:: Short task ::
Rewrite the material from its start up to and including the line containing "point(74, 36)", replacing "match analytics" with "sports analytics" and leaving everything else unchanged.

[Point annotation dataset records]

------

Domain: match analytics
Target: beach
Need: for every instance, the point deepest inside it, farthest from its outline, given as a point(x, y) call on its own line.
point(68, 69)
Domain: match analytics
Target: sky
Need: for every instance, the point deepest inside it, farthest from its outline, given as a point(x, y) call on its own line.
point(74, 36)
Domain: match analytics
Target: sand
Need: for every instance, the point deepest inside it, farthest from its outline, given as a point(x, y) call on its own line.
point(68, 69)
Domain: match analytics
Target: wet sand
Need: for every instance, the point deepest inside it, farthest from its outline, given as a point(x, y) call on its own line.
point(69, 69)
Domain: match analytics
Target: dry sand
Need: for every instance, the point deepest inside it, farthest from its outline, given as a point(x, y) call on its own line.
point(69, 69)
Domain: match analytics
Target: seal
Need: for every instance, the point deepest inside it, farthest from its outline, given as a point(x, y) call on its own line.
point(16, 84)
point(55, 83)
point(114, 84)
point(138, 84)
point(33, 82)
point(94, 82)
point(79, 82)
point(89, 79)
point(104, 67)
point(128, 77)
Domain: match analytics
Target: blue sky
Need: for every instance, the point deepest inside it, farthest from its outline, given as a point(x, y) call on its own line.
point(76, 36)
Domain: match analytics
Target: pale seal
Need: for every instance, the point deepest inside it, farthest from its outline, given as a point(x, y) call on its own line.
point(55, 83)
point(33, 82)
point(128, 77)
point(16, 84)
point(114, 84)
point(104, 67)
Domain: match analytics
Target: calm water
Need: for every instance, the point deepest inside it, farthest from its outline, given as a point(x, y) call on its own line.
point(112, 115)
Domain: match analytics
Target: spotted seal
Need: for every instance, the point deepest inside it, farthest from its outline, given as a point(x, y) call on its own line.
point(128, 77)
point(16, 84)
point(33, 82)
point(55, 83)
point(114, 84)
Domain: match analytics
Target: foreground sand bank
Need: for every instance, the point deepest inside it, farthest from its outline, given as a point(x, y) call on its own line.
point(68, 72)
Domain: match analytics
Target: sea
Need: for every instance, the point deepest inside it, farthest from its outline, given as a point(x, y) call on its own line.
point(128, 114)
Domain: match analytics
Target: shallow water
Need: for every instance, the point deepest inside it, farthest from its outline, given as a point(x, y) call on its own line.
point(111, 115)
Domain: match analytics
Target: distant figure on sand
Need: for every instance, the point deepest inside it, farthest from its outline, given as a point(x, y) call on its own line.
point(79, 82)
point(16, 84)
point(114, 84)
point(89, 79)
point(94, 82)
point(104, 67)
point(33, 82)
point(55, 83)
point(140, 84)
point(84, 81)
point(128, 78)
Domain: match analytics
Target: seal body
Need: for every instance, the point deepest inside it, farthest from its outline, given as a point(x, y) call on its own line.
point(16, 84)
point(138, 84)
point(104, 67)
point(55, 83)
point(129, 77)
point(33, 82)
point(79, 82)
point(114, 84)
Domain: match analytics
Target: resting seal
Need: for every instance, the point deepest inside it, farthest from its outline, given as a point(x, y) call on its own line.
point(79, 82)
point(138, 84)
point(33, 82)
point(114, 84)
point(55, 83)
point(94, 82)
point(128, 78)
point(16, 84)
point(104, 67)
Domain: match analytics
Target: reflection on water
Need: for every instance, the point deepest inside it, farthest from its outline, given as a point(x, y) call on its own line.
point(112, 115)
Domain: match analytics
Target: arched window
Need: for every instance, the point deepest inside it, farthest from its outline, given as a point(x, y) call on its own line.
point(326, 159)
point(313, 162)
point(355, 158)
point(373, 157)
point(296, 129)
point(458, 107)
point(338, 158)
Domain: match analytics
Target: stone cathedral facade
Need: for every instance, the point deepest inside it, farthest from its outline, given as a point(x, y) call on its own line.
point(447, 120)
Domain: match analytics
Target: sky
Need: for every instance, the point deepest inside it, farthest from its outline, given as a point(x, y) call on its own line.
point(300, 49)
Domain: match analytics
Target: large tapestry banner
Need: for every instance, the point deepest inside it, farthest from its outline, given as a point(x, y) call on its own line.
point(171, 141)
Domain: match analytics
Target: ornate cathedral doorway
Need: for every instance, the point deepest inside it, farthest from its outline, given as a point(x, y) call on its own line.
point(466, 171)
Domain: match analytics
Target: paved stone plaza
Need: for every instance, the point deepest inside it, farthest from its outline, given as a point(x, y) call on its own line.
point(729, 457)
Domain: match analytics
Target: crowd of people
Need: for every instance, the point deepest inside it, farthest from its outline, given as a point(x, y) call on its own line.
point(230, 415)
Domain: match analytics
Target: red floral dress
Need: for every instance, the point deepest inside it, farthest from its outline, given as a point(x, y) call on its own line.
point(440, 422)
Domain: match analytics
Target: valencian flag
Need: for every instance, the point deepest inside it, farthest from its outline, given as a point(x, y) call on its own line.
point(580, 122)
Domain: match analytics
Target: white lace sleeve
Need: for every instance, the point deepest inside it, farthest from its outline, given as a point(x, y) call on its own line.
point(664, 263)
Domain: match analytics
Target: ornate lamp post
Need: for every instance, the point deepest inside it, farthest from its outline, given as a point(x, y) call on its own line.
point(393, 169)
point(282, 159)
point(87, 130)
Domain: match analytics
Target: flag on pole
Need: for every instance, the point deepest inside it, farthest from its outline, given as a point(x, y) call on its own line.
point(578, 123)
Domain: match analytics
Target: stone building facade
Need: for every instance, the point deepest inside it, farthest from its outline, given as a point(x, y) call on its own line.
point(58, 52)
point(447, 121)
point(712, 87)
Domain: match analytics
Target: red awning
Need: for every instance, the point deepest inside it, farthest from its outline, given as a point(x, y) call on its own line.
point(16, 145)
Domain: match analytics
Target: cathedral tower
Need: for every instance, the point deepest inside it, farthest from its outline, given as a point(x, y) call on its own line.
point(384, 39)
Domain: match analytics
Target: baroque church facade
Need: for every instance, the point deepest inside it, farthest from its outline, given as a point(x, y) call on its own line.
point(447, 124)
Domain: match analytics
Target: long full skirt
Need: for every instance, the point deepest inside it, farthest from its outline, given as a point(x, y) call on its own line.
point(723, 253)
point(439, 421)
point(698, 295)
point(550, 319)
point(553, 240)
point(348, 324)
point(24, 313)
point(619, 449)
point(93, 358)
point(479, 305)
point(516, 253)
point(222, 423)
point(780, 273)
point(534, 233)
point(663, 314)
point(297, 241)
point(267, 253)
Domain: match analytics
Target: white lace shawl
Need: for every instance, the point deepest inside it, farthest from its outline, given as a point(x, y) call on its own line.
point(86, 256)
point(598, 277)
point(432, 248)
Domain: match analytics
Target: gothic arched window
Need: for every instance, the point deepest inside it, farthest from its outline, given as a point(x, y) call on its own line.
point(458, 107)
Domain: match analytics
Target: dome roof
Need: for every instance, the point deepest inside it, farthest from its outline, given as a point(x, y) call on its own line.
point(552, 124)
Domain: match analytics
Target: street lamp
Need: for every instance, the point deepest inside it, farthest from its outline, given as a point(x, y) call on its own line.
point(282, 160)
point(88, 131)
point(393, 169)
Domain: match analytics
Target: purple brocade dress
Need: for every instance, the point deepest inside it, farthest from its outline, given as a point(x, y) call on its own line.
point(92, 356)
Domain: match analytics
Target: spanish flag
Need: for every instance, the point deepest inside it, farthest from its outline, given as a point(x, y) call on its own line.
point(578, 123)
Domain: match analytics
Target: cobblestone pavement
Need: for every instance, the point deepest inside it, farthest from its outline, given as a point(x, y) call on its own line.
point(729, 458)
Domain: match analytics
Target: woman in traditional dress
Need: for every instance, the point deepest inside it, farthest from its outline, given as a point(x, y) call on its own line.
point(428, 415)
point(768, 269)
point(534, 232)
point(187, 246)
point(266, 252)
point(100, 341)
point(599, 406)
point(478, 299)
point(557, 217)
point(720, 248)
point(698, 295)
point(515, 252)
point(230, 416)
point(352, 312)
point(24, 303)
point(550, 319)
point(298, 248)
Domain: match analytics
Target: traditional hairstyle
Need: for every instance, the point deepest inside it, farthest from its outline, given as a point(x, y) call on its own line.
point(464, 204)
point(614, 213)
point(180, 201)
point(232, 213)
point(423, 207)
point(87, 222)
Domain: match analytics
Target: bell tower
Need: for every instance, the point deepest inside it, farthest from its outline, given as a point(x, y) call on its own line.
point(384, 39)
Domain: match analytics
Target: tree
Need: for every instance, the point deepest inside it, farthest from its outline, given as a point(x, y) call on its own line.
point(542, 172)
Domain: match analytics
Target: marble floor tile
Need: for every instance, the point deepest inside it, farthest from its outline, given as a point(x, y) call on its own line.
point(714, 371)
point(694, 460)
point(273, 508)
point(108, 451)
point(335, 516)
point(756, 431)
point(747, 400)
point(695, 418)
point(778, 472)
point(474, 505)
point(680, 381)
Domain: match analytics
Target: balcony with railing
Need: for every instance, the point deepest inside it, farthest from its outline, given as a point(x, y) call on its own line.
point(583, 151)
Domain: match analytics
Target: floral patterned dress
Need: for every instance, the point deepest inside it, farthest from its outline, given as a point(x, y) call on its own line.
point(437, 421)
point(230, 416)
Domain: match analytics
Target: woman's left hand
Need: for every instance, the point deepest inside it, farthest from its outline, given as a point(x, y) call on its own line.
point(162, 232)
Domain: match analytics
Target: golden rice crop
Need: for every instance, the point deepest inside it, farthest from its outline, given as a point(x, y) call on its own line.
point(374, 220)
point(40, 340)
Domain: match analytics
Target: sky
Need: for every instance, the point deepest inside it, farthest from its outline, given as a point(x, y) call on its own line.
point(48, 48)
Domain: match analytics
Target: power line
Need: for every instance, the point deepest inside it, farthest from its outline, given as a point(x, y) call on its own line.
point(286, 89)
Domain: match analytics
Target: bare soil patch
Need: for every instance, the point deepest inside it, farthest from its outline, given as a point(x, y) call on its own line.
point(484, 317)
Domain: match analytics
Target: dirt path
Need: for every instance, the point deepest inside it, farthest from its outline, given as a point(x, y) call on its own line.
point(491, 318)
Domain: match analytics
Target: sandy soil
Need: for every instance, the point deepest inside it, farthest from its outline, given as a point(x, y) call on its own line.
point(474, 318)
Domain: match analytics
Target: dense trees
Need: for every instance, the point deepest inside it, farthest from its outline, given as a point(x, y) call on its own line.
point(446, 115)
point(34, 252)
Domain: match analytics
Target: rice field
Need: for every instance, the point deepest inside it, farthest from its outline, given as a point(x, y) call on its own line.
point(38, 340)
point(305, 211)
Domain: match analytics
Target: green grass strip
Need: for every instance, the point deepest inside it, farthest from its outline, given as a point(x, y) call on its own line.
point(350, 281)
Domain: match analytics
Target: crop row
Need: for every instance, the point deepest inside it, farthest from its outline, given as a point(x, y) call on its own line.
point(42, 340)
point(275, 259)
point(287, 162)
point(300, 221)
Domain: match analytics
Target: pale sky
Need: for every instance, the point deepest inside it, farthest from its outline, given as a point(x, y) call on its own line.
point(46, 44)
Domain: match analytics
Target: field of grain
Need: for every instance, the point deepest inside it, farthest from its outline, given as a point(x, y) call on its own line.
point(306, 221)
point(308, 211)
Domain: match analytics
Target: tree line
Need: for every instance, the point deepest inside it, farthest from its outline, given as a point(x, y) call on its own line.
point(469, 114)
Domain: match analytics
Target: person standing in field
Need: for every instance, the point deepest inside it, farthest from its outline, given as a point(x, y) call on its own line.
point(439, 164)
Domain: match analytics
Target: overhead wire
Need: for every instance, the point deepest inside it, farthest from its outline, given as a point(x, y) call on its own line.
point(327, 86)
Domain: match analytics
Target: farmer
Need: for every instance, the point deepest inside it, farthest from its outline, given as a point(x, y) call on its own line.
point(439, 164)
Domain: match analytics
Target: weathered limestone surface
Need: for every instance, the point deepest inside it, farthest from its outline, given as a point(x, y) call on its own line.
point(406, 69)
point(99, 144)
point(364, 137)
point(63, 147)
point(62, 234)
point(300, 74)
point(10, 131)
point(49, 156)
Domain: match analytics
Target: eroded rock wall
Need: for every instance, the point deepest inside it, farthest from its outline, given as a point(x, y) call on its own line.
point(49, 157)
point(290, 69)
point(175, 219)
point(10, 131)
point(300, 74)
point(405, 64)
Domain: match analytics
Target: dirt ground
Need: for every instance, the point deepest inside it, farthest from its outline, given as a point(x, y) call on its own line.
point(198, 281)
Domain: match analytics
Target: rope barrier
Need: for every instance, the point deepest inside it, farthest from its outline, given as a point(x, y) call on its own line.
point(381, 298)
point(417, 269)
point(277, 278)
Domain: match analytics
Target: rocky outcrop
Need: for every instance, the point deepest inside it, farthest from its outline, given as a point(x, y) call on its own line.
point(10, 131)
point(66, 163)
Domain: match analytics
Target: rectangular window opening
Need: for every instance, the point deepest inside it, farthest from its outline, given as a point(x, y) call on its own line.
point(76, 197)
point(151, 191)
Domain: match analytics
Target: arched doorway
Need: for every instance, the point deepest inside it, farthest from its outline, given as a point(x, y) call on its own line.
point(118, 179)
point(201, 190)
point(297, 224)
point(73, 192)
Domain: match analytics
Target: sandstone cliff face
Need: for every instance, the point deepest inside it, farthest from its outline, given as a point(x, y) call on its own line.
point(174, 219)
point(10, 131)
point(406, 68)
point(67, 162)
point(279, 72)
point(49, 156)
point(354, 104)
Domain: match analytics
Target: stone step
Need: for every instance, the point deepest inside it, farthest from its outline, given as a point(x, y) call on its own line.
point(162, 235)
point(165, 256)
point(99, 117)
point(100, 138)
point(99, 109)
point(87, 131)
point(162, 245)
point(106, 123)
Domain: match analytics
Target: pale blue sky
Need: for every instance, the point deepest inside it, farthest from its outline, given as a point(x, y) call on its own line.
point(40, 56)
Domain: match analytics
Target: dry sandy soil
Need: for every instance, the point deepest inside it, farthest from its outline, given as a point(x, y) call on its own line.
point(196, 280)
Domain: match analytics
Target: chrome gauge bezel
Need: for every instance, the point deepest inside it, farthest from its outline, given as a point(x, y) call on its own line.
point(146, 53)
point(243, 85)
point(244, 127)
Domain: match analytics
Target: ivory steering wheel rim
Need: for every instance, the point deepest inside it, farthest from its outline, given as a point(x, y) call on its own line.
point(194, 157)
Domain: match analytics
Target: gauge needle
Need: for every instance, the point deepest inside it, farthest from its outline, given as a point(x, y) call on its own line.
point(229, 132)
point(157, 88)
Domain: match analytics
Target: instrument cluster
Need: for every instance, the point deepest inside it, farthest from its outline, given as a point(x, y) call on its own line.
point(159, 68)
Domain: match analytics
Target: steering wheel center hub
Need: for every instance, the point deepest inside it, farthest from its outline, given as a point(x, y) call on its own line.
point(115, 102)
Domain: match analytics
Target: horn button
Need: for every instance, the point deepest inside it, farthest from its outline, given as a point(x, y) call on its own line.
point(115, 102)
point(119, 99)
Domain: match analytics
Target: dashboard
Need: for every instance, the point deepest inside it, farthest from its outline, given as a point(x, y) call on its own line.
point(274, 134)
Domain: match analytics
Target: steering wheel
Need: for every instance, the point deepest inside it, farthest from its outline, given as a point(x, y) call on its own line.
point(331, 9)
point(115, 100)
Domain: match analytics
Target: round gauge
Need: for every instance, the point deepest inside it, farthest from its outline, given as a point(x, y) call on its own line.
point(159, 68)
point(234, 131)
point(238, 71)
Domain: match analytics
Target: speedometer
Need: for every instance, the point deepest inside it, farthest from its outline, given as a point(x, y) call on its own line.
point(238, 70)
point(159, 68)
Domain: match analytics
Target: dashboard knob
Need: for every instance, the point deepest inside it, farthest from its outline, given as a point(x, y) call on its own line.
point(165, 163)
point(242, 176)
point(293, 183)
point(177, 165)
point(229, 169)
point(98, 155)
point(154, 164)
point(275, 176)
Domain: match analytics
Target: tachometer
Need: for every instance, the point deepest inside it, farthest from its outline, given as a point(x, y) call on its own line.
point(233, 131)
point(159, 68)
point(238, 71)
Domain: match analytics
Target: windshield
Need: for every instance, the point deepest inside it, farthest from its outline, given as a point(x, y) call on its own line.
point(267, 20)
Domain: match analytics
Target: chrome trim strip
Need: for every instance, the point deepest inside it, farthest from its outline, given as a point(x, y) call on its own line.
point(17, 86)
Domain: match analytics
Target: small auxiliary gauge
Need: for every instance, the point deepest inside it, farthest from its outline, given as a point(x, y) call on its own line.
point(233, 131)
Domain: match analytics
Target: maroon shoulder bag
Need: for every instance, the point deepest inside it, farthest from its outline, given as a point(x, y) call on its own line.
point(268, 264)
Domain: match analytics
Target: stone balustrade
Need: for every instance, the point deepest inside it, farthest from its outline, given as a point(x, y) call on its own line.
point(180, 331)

------

:: Task result ::
Domain: sports analytics
Target: beach
Need: for every instance, the point deepest inside it, farthest from its outline, given as a point(x, y) call on its own line.
point(68, 69)
Domain: sports analytics
Target: sky
Need: for every instance, the point deepest inside it, farthest from its outline, given as a point(x, y) call on its own line.
point(74, 36)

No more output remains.